FALTA DE EMPATÍA EN ALGUNOS SANITARIOS
10:57
No soy sospechoso de sentimientos adversos hacia los sanitarios.
Soy sanitario hace casi 30 años, tengo familiares y amigos sanitarios y trato pacientes sanitarios… además de valorar y promover nuestro autocuidado.
Sin embargo, hace unos días me decepcionaron mucho… algunos de ellos… y ellas, aunque otros me confirmaron que hay verdaderas maravillas entre estos profesionales.
Te cuento:
Intervienen a mi mujer de una rodilla en el hospital de Santa Isabel, por derivación del equipo de cirugía traumatológica del Hospital Virgen Macarena, ambos en Sevilla capital.
La cita con el cirujano jefe fue del todo correcta, aunque ya empezamos con: “…por protocolo COVID su mujer debe venir sola a consulta”. Habrá más de esto durante la historia.
En dicha cita, le comentaron que a finales de mayo tendrían otra cita para valorar otra RMN y decidir así la fecha de la cirugía. Con esto, hacemos nuestros planes para el mes de mayo.

[Extractos del conjunto de datos]
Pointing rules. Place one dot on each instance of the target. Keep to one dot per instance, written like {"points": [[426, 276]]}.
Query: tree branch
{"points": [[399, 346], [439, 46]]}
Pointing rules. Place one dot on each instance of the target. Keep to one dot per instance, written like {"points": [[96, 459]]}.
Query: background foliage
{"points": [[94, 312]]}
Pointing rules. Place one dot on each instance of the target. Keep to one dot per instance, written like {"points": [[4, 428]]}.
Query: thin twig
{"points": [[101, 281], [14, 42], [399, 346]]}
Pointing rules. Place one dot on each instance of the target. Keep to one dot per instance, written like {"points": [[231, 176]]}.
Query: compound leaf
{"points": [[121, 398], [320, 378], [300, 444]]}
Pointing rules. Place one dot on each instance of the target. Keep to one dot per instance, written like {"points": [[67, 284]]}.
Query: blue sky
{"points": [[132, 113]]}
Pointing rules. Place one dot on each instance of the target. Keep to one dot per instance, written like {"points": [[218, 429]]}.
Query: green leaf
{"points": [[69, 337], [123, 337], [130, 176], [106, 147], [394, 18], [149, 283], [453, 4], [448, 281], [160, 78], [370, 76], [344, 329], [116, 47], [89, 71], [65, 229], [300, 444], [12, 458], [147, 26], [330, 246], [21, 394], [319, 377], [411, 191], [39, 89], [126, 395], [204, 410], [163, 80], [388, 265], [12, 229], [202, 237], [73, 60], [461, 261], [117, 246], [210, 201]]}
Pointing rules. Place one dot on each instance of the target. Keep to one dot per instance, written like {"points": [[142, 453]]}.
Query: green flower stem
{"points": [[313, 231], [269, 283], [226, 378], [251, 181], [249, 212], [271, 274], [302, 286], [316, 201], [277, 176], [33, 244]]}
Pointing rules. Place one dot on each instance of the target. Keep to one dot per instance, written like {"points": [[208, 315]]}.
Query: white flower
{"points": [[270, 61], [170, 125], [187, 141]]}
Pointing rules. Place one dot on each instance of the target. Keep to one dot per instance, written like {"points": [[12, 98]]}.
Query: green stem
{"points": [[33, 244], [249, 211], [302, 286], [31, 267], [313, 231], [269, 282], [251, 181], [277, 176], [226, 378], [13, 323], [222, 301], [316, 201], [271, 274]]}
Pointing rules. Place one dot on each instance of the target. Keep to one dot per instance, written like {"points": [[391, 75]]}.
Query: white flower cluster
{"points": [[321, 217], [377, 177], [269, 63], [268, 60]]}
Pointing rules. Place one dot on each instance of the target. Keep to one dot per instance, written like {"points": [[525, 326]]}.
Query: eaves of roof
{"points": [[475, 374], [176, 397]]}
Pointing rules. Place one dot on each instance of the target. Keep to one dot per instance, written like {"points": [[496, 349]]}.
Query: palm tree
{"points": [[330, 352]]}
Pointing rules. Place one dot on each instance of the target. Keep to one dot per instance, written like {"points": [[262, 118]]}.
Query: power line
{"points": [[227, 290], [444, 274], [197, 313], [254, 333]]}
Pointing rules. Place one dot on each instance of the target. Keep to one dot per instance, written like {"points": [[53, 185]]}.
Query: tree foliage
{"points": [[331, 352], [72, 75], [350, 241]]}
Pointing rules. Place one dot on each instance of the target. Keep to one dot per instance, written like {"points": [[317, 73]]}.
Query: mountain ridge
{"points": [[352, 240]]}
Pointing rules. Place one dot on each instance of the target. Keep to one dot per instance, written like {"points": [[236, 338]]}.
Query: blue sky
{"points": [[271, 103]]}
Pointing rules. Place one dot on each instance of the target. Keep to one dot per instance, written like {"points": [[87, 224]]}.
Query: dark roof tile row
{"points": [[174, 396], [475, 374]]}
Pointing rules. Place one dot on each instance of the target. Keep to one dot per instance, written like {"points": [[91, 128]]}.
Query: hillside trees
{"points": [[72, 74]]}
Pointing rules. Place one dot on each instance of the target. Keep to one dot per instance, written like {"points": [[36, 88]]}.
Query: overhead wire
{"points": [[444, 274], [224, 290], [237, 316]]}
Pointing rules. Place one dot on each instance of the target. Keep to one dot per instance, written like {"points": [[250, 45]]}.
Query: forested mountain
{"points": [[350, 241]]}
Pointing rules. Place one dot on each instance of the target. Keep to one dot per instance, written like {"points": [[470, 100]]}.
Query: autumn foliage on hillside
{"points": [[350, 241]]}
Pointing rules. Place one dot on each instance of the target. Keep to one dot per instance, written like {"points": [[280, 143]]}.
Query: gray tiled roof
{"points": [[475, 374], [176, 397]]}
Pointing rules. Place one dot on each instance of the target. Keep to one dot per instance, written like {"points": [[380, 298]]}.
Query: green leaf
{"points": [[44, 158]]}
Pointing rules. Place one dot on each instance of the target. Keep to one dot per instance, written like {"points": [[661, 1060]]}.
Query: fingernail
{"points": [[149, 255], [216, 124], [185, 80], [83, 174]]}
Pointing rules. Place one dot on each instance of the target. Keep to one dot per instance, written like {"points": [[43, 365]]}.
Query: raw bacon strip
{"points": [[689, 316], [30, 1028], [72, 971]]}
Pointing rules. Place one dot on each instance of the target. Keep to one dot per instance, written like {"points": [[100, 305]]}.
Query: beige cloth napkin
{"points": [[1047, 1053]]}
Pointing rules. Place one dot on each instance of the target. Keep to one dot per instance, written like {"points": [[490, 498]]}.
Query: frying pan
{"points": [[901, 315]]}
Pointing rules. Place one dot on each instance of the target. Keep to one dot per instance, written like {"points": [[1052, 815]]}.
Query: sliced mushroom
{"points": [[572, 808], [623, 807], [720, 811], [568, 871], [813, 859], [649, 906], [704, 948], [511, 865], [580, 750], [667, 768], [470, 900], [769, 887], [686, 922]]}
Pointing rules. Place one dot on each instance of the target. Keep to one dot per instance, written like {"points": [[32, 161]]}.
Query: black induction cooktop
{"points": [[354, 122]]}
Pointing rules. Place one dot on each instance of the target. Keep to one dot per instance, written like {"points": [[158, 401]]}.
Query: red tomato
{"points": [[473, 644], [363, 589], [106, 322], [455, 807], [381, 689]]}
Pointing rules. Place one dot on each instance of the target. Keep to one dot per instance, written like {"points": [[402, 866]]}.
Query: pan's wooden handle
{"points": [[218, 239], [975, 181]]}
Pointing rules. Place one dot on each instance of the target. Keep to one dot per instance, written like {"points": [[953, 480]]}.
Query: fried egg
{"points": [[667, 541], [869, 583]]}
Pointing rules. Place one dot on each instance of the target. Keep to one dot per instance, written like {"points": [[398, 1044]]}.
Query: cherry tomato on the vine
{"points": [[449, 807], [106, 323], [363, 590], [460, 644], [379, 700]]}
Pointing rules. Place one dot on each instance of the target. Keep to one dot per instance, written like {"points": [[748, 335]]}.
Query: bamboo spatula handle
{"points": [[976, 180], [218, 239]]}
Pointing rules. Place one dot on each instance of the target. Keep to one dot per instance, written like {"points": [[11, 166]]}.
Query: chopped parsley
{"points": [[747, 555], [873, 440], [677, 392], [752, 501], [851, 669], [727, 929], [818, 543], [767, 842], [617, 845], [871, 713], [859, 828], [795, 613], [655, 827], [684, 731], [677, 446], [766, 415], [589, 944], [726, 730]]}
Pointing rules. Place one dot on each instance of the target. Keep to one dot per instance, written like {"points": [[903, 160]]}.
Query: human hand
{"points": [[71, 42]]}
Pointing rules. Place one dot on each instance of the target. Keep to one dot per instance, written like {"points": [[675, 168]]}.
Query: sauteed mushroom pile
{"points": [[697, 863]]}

■ Instrucciones de la tarea ■
Continúa el relato sobre la falta de empatía de algunos sanitarios a partir de su última frase.

■ Resultado del ejercicio ■
¡¡¡Pero, oooh sorpresa!!! A inicios de mayo le llaman y le indican: “…la operamos el 12 de mayo en Santa Isabel. Antes debe pasar por preanestesia”. Quizás pienses que fue una noticia agradable y en parte estás en lo cierto, pero las preguntas posteriores nunca obtuvieron respuesta hasta minutos antes de la intervención: “¿Por qué el cambio?, ¿Qué observó en las pruebas?, ¿Qué tiempo de reposo necesitaré después?”. En fin, lo normal para intentar reducir la ansiedad provocada por la incertidumbre y reordenar nuestra agenda.
Vamos al mismo día de la cirugía. Llegamos a Santa Isabel, un hospital privado con un trato muy amable, pero a las primeras ya sale la típica frase: “… por protocolo COVID, no puede quedarse en la sala de espera de quirófano. Debe quedarse en la habitación y el cirujano le llamará para informarle”.
Me quedé, qué remedio. Y efectivamente, a la hora y media de llevarse a mi mujer, recibí la llamada de sosiego, contándome lo deseable para todos y explicándome con detalle qué pasaba y cuál sería la evolución más probable. Por aquí, muy bien.
Después, ya en la habitación, el trato fue espectacular. Atención cercana, inmediata y resolutiva. Todo hasta que se cambió de turno y se produjo una especie de metamorfosis, que dejaré para otra ocasión.
¿Y cuál es mi queja?, te estarás preguntando. No tengas prisa, que ahora viene el plato principal.
Nos fuimos a casa, no sin antes recordar varias veces la petición de alta, tal como el cirujano había recomendado. En casa todo bien, parecía que empezábamos la fase II de este proceso de intervención. ¡No sabíamos que nos esperaba una noche movidita!
Tras aplicación de Heparina y toma de Enantyum, mi mujer comienza a sentirse mal: náuseas, vómitos, hipotensión, malestar general, lo cual nos situó en un escenario que invitaba a contactar con Urgencias. Agárrate que aquí empieza.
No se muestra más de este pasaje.